**STATED PROBLEM**
Turn the records, starting at the line that contains "yellow tram shown in this photo." and ending at the last line of the records, both ends included, into a JSON list of strings with one string per line and no blank lines. Leave out every line before that range.

**DATA EXCERPTS**
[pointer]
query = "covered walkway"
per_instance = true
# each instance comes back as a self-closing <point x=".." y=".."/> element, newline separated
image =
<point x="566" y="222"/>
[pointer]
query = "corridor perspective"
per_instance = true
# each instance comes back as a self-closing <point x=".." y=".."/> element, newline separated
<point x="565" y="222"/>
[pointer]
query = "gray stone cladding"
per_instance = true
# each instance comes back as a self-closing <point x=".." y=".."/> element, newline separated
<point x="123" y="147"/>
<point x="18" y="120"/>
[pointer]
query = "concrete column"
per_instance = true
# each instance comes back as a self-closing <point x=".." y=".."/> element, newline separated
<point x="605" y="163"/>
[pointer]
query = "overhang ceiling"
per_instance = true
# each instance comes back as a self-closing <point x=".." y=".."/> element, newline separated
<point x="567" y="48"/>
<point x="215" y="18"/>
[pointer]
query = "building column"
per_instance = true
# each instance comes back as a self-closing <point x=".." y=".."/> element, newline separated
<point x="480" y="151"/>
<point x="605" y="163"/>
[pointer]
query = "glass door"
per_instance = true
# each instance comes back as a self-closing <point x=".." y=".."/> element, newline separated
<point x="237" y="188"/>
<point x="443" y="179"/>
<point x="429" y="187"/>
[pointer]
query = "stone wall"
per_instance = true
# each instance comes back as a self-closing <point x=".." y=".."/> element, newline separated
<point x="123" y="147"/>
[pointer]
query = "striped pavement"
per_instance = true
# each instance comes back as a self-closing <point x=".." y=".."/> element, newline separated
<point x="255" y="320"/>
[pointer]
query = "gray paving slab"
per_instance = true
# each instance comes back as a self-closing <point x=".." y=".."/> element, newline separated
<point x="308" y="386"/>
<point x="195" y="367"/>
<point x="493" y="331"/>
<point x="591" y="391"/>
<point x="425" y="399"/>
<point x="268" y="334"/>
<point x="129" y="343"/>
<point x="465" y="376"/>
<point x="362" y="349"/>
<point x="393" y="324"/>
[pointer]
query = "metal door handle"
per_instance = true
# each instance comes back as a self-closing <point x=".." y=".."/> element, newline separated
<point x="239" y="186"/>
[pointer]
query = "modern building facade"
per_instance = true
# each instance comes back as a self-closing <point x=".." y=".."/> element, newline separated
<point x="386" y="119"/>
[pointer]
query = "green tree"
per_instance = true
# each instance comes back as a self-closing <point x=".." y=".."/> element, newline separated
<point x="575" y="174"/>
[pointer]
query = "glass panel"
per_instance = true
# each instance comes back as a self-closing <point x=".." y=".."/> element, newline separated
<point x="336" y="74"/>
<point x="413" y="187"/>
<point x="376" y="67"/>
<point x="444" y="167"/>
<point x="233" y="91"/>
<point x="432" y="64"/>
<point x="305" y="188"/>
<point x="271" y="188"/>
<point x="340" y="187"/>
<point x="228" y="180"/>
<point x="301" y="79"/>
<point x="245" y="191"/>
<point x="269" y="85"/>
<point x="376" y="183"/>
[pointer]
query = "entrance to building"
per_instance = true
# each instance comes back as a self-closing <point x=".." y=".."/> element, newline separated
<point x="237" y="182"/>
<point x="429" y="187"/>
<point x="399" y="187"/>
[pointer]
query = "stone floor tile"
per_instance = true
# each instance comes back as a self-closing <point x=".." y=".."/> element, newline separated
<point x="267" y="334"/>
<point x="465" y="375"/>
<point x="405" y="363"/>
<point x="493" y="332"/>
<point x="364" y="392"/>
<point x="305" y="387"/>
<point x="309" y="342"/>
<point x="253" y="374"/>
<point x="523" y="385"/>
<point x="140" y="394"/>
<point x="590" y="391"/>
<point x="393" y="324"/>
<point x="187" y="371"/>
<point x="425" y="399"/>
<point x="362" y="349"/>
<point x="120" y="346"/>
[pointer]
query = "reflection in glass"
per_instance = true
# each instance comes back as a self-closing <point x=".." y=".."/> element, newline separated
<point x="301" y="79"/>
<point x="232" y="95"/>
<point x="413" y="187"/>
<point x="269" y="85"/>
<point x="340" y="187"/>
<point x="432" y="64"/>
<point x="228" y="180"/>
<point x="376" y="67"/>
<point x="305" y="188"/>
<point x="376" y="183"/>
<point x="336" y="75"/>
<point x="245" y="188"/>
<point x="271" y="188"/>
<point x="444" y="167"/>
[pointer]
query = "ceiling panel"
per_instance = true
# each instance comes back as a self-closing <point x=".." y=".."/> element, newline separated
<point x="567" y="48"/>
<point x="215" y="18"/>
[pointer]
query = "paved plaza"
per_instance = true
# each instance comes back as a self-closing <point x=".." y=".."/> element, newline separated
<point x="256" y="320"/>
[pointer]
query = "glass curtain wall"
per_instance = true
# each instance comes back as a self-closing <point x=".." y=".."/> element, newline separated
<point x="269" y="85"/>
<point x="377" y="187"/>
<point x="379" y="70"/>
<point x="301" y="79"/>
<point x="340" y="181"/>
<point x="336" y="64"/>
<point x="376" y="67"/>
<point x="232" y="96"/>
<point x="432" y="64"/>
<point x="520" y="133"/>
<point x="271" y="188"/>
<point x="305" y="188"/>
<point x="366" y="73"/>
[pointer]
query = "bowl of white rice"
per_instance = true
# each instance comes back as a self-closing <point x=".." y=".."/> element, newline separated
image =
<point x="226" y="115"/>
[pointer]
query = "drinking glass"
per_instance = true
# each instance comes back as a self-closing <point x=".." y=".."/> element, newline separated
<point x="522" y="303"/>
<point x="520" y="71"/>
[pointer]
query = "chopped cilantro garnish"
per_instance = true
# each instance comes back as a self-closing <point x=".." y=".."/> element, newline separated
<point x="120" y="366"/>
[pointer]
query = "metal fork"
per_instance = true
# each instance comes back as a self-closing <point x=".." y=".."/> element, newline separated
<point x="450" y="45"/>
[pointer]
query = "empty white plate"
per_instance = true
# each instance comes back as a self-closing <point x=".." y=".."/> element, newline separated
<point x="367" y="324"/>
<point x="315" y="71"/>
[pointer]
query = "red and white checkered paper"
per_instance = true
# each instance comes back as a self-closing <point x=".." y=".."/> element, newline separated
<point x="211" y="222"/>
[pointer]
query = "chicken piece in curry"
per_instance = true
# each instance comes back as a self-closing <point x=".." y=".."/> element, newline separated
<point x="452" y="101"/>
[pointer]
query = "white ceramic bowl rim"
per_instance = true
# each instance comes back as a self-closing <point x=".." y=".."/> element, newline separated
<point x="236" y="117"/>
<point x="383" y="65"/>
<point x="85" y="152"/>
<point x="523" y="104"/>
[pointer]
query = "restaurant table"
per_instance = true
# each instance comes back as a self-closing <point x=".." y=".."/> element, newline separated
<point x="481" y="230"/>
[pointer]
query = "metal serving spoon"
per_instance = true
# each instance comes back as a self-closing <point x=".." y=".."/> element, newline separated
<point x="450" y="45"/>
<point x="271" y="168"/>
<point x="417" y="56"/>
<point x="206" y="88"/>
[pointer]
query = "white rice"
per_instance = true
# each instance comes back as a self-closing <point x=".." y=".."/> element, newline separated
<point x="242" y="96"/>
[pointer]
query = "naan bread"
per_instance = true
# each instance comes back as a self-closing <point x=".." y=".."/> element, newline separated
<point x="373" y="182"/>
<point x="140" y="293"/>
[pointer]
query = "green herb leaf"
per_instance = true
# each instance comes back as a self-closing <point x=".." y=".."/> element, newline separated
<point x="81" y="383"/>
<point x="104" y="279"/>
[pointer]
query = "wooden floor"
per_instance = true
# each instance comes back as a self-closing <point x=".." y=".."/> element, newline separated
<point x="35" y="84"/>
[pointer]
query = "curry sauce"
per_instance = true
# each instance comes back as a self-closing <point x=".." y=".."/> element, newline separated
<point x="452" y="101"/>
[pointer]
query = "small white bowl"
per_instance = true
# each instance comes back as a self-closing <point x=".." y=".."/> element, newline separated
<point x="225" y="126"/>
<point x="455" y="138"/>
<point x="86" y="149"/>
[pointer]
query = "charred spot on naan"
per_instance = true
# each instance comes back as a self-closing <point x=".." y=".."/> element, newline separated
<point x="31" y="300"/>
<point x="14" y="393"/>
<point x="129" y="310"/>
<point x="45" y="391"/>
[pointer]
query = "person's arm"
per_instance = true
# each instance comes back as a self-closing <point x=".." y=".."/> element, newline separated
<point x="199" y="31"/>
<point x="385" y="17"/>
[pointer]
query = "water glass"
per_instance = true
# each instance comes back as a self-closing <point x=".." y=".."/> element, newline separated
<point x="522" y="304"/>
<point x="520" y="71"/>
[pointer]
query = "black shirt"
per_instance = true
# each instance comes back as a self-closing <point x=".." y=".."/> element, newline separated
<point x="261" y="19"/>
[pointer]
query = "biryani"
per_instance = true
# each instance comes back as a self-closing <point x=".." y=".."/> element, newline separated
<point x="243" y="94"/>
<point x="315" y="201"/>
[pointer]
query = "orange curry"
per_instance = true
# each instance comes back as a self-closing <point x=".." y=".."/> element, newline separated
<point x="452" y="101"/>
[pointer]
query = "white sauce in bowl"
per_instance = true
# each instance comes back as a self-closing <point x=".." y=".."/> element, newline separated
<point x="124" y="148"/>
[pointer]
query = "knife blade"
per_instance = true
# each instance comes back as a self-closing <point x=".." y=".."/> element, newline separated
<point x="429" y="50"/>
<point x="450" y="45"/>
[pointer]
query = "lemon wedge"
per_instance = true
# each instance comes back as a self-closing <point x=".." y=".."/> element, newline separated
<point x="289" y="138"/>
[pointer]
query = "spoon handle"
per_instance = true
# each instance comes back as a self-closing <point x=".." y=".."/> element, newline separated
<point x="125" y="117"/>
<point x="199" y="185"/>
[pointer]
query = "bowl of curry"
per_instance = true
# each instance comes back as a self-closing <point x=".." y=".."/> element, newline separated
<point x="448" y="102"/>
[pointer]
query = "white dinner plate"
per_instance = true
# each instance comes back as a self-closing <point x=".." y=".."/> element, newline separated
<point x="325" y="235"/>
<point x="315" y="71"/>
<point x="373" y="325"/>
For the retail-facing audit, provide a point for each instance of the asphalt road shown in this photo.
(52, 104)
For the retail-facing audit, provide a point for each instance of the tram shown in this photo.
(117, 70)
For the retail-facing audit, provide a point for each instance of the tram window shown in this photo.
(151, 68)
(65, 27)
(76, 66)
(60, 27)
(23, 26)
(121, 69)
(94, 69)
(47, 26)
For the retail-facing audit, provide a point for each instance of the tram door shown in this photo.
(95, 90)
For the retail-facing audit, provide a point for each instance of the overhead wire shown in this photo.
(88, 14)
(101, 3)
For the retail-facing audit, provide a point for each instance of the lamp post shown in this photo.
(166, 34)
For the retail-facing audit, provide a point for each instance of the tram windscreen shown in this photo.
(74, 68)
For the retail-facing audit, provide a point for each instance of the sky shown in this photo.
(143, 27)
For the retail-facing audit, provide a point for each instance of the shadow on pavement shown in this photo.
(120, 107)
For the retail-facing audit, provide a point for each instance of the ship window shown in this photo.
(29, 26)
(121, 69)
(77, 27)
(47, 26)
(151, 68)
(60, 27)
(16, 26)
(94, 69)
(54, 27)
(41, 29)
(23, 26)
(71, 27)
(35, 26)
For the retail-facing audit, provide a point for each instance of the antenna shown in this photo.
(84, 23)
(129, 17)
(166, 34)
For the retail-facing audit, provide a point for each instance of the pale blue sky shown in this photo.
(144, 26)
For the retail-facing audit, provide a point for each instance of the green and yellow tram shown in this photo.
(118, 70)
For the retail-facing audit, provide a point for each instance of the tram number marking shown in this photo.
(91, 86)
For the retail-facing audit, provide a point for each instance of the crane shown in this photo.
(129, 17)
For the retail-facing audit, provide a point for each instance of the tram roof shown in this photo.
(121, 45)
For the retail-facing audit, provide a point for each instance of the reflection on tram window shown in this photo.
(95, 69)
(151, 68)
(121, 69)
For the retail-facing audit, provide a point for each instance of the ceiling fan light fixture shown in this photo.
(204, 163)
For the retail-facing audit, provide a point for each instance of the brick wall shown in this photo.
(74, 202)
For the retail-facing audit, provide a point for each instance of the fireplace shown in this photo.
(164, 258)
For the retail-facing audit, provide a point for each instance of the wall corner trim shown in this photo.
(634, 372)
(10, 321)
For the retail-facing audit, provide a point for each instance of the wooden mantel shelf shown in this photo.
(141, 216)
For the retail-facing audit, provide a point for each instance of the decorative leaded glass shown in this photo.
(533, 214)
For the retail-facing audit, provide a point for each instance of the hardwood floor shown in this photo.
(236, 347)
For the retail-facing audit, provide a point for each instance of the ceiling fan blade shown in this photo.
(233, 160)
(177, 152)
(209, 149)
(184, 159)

**TASK RESPONSE**
[
  "For the retail-facing audit, provide a point for each instance of the green and yellow tram shown in this photo.",
  "(118, 70)",
  "For the retail-facing audit, provide a point for each instance of the tram number marking shown in this photo.",
  "(91, 86)",
  "For the retail-facing audit, provide a point for each instance of the crane shown in this photo.",
  "(129, 17)",
  "For the retail-facing audit, provide a point for each instance of the tram roof shown in this photo.",
  "(121, 45)",
  "For the retail-facing audit, provide a point for each instance of the reflection on tram window shown in this photo.",
  "(95, 69)",
  "(151, 68)",
  "(121, 69)",
  "For the retail-facing audit, provide a point for each instance of the ceiling fan light fixture shown in this photo.",
  "(204, 163)",
  "For the retail-facing audit, provide a point for each instance of the brick wall shown in this photo.",
  "(74, 202)",
  "For the retail-facing audit, provide a point for each instance of the fireplace shown in this photo.",
  "(164, 258)",
  "For the retail-facing audit, provide a point for each instance of the wall corner trim shown in this photo.",
  "(634, 372)",
  "(10, 321)",
  "For the retail-facing audit, provide a point for each instance of the wooden mantel shelf shown in this photo.",
  "(141, 216)",
  "For the retail-facing audit, provide a point for each instance of the decorative leaded glass shown in this photo.",
  "(533, 214)",
  "For the retail-facing audit, provide a point for each instance of the hardwood floor shown in this photo.",
  "(236, 347)",
  "For the retail-facing audit, provide a point for each instance of the ceiling fan blade shown in this photo.",
  "(233, 160)",
  "(177, 152)",
  "(209, 149)",
  "(184, 159)"
]